Directive - Put each line of the listing below into a Markdown table with a Row column for the row number and a Line column for the text, skipping any blank lines. Leave the pictures out of the table.
— Start —
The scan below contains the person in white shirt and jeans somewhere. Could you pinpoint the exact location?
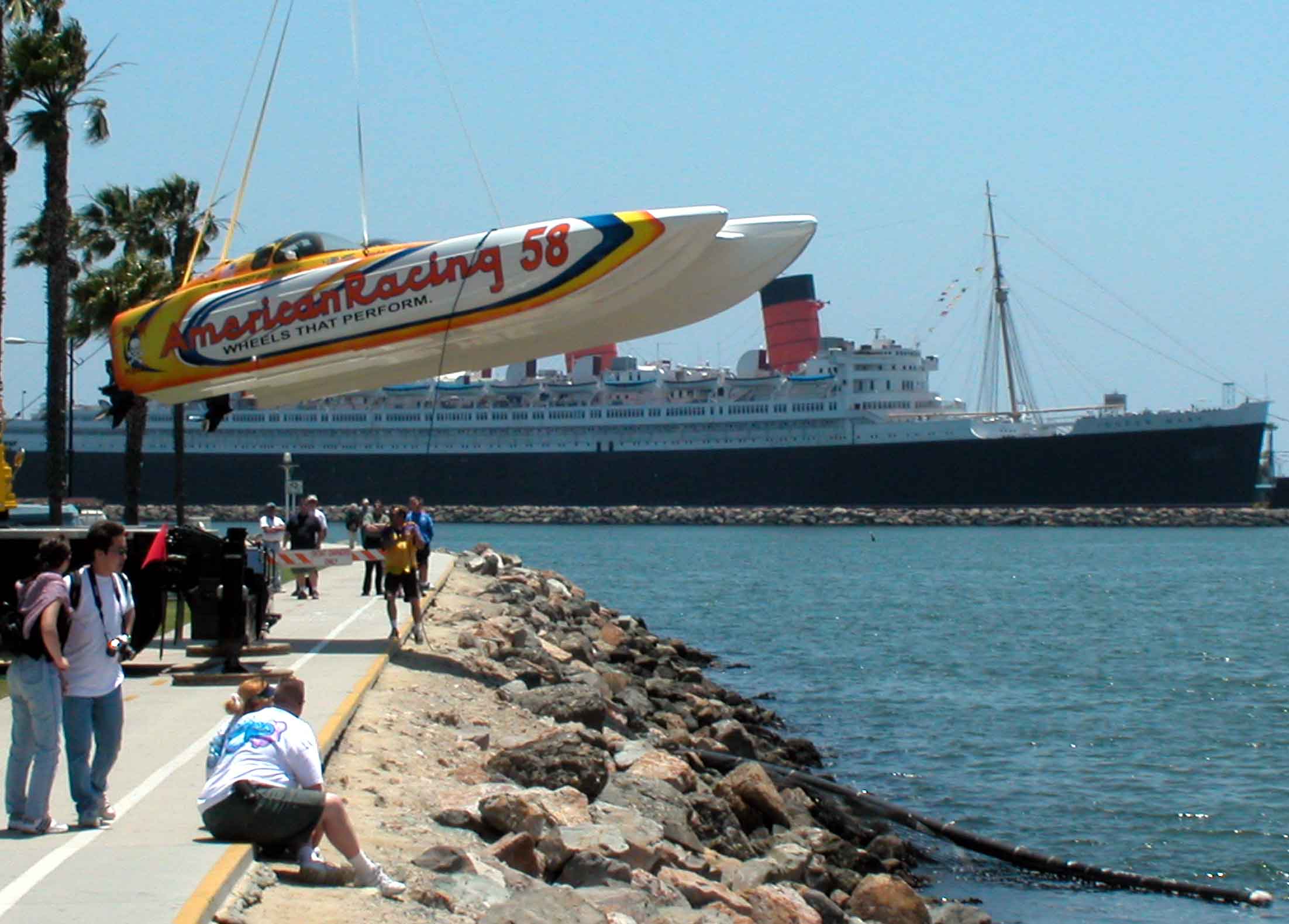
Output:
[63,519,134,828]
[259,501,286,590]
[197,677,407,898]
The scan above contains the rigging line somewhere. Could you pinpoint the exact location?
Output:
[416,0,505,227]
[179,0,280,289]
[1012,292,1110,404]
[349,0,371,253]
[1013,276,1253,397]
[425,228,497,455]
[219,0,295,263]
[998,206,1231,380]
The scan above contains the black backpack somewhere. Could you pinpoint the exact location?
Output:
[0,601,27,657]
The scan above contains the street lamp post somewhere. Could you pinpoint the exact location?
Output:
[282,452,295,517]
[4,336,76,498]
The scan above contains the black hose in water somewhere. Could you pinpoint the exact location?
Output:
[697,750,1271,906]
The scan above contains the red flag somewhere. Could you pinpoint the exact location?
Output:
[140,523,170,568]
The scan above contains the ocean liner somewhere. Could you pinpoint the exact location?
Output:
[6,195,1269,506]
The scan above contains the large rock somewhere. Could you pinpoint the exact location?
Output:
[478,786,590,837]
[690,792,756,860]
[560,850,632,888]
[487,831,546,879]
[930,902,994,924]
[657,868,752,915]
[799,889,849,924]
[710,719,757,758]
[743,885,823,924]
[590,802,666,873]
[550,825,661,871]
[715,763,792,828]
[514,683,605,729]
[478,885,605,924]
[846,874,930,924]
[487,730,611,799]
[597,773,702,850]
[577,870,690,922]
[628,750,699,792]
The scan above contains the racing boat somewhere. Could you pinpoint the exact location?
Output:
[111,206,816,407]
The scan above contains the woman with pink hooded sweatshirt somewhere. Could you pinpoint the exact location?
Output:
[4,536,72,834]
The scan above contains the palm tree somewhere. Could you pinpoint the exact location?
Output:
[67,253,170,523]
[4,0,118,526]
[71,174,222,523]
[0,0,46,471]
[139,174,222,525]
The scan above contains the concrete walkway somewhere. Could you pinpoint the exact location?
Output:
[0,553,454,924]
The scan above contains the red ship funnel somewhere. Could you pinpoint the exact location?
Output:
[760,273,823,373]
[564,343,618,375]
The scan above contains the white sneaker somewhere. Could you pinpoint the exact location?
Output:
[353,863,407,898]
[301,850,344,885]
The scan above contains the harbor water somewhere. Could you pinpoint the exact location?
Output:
— End —
Exercise response -
| Row | Line |
|---|---|
| 1 | The scan below contains the person in white shirt and jeans somewhere. Could you pinpoint the exact location? |
| 2 | Output: |
| 3 | [63,519,134,828] |
| 4 | [259,501,286,590] |
| 5 | [197,677,407,898] |
| 6 | The scan above contains the rigging line somewhere. Could you pinpoint the exact location? |
| 7 | Output: |
| 8 | [416,0,505,227] |
| 9 | [179,0,280,289] |
| 10 | [1012,292,1110,404] |
| 11 | [349,0,371,253] |
| 12 | [1013,276,1253,397] |
| 13 | [425,228,497,455] |
| 14 | [219,0,295,263] |
| 15 | [998,206,1231,380] |
| 16 | The scan above contains the black backpack somewhere. Could you pinpoint the exact location? |
| 17 | Output: |
| 18 | [0,601,27,657] |
| 19 | The scan above contains the street lamp post somewhere. Could you pinpoint the exact location? |
| 20 | Output: |
| 21 | [282,452,295,517] |
| 22 | [4,336,76,498] |
| 23 | The scan above contains the black hose in water somewhere. Could you pinpoint the exact location? |
| 24 | Output: |
| 25 | [697,750,1271,906] |
| 26 | The scan above contains the red flag somewhere. Could you pinpoint the exact location? |
| 27 | Output: |
| 28 | [140,523,170,568] |
| 29 | The scan above contains the ocean liner somewhere. Could you pinpoint the exact location? |
| 30 | Output: |
| 31 | [6,195,1269,506] |
| 32 | The scan above contains the large rock somewhere. Could you pinpoint the exact location? |
| 33 | Output: |
| 34 | [478,786,590,837] |
| 35 | [690,792,756,860] |
| 36 | [560,850,632,888] |
| 37 | [487,831,546,879] |
| 38 | [930,902,994,924] |
| 39 | [657,868,752,915] |
| 40 | [799,889,849,924] |
| 41 | [710,719,757,758] |
| 42 | [743,885,823,924] |
| 43 | [590,802,666,873] |
| 44 | [550,825,661,871] |
| 45 | [715,763,792,828] |
| 46 | [514,683,605,729] |
| 47 | [478,885,605,924] |
| 48 | [846,874,930,924] |
| 49 | [487,730,611,799] |
| 50 | [597,773,702,850] |
| 51 | [577,870,690,922] |
| 52 | [628,750,699,792] |
| 53 | The scan above contains the racing boat somewhere. Could you pinpoint the exact location? |
| 54 | Output: |
| 55 | [111,206,816,407] |
| 56 | The scan above contains the woman with pink hooded sweatshirt somewhere. Could you pinpoint the exact location? |
| 57 | Output: |
| 58 | [4,536,72,834] |
| 59 | The scan above contains the palm tree somewhere. Could you pinpoint the exact location? |
| 60 | Output: |
| 61 | [67,253,170,523] |
| 62 | [4,0,118,526] |
| 63 | [71,174,222,523] |
| 64 | [0,0,46,471] |
| 65 | [139,174,222,525] |
| 66 | The scan above contains the concrete walkway somewhere. Could you pinpoint the exact location? |
| 67 | Output: |
| 68 | [0,553,454,924] |
| 69 | The scan above contains the red ship funnel somewhere. Could you pinpoint the exact location? |
| 70 | Output: |
| 71 | [760,273,823,373] |
| 72 | [564,343,618,375] |
| 73 | The scan above contains the white sneaker somewhere. Could you pinpoint the exact location? |
| 74 | Output: |
| 75 | [353,863,407,898] |
| 76 | [301,850,344,885] |
| 77 | The scan above contains the harbor water somewhere. Could you pinpoint the exact location? |
| 78 | Output: |